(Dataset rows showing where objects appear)
···

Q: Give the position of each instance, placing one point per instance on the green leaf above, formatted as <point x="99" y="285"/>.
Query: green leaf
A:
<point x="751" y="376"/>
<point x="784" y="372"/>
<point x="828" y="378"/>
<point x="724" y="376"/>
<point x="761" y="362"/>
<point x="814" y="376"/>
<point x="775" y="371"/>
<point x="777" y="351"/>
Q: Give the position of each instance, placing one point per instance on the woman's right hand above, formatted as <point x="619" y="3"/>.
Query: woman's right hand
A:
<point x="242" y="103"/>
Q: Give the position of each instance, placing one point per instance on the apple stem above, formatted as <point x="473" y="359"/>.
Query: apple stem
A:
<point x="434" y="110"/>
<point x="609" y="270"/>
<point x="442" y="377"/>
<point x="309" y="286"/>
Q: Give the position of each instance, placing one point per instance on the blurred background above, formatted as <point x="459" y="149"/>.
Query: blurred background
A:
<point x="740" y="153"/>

···

Rewrite all of the data above, changing each "Give the position of each instance" to "Mark the location of every instance" and keeping every other line unchanged.

### [Reply to the exercise]
Q: Mark the location of every instance, placing one point per instance on the green leaf above, formatted as <point x="99" y="285"/>.
Query: green leaf
A:
<point x="751" y="376"/>
<point x="784" y="372"/>
<point x="828" y="378"/>
<point x="724" y="376"/>
<point x="761" y="362"/>
<point x="814" y="376"/>
<point x="775" y="371"/>
<point x="777" y="351"/>
Q: Mark the location of every instance, placing one point per instance on the woman's right hand above, formatted as <point x="619" y="3"/>.
Query: woman's right hand
A:
<point x="242" y="103"/>
Q: Mark the location of every instance, placing one point per instance on the apple stem above, formatted as <point x="473" y="359"/>.
Query: apple stem
A:
<point x="434" y="110"/>
<point x="609" y="270"/>
<point x="442" y="377"/>
<point x="309" y="286"/>
Q: Mark the location of every instance, placing one point per instance on the blurred background above, formatted as <point x="459" y="149"/>.
Query: blurred background
A:
<point x="740" y="153"/>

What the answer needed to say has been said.